(DATA EXCERPTS Opens)

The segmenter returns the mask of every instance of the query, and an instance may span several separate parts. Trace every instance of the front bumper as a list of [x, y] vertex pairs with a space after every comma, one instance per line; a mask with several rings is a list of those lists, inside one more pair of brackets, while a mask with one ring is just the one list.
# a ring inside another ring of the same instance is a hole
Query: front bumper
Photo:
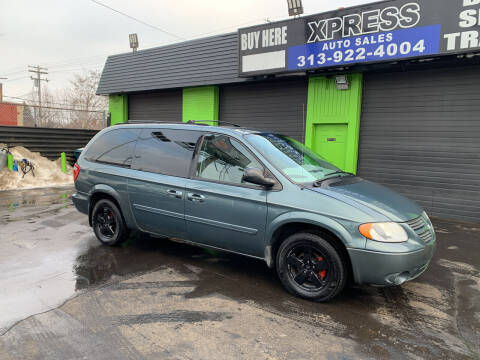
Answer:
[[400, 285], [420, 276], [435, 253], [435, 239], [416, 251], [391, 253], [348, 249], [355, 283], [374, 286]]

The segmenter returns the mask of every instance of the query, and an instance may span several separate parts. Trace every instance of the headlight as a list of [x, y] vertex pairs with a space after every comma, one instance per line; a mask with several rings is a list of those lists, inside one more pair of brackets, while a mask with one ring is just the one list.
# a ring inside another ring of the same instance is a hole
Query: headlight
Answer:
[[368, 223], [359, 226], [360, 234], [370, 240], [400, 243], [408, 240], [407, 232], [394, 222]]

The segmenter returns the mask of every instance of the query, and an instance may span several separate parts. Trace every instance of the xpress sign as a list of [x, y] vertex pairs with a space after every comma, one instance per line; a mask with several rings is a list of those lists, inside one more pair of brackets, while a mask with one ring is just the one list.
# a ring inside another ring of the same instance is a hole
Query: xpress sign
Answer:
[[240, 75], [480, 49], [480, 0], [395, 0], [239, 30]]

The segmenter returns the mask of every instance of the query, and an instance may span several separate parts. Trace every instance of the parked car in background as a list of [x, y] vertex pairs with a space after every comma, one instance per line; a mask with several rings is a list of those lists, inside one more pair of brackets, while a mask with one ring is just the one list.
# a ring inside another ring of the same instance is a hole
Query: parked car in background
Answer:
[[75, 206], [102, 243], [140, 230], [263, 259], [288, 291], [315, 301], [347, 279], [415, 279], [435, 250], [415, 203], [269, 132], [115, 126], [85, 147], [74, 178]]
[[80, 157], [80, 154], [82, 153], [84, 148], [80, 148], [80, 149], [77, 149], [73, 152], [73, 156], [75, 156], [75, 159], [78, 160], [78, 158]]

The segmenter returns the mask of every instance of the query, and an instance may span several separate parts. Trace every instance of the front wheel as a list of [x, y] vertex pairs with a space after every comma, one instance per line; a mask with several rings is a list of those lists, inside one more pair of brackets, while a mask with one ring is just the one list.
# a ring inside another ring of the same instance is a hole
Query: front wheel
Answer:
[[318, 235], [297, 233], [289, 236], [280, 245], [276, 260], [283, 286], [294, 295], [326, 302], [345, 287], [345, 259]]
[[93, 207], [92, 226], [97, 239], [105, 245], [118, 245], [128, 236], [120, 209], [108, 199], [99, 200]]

(DATA EXCERPTS Closes)
(DATA EXCERPTS Opens)

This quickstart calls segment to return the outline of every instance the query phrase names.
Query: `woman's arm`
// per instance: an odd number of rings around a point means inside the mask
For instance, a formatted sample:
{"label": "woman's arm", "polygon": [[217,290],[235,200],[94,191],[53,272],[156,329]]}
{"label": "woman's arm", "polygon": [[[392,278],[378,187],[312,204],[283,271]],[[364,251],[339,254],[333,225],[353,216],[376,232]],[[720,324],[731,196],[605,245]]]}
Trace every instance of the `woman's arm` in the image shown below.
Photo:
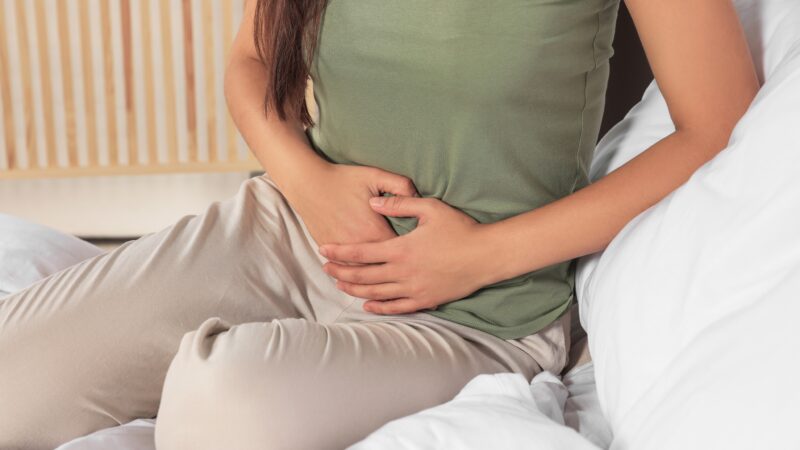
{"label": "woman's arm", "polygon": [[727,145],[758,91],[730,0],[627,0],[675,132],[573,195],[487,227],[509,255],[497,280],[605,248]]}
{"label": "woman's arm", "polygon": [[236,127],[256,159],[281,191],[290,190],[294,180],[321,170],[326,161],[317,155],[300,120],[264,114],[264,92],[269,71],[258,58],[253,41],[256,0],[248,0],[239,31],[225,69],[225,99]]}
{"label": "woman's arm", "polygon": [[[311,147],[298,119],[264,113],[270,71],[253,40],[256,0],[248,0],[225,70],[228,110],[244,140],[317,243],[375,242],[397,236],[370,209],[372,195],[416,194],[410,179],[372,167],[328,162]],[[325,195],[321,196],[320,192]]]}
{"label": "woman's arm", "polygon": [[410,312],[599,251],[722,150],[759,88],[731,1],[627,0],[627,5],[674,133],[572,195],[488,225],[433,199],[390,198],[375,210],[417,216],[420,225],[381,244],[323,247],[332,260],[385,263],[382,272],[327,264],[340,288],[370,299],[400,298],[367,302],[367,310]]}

(DATA EXCERPTS Closes)

Count the lines of the data that hold the word "bumper". Report the count and nothing more.

* RESULT
2